EXERCISE BRIEF - Reproduce every one of the records below word for word, leaving out any pictures.

Start

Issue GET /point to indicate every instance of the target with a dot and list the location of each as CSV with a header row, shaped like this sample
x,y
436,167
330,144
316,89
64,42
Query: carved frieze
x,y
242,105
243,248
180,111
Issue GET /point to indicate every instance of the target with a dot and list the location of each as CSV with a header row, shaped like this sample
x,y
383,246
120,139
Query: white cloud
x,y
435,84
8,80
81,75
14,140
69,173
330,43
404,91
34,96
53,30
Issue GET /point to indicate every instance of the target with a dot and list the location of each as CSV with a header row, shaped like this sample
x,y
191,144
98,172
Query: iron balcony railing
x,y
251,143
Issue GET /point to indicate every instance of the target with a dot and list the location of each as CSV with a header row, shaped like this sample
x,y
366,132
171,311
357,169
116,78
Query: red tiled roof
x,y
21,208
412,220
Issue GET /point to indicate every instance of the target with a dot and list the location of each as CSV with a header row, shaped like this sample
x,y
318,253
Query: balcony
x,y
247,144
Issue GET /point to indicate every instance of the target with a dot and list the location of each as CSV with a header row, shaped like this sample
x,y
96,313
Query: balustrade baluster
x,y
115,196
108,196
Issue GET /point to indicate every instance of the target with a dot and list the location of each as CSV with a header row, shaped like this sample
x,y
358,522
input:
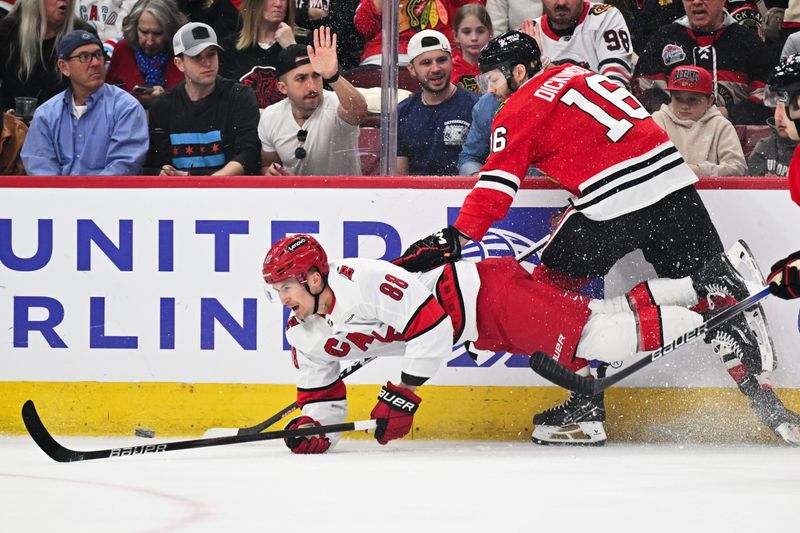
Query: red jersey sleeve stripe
x,y
336,391
425,318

End

RESULT -
Issue GET /point to indicate every instance of the target with a dot and list the location of each as CSV with a header row, shaped like this sample
x,y
436,167
330,144
316,89
64,42
Query: carved frieze
x,y
242,105
243,248
180,111
Issue GET /point to indicate every instance of the target with a dot and list the location of each as CSV with a header row, shaped like this sample
x,y
383,246
120,139
Query: white cloud
x,y
435,84
8,80
81,75
14,140
69,173
330,43
404,91
34,96
53,30
Issue GET /point to indicate every instance of the target with a dot and list the location of each as CSV with a header row, shaped like this sample
x,y
191,144
98,172
Query: iron balcony railing
x,y
251,143
Issue GET /point to indicate every instance of the target with a dot and list the location of each as CSV with a header row, shaped like this sample
x,y
366,132
171,311
357,169
116,78
Query: red tiled roof
x,y
21,208
412,220
Issue GET /point to indicate every instance of the target with a dot and list the location of each as CSV with a header row, shaped like this sample
x,y
318,253
Query: balcony
x,y
247,144
Issue GET /point to indicate every instance of the target with a dot and list the location of each as CSV with a header row, shaped like this sample
x,y
96,313
Query: balustrade baluster
x,y
115,196
108,196
Issue GET /point to indicate every instance of the target with a dot and list the location of each as CSV with a header row, shaped like this sample
x,y
358,522
input:
Query: red jersey sleeve stripe
x,y
336,391
425,318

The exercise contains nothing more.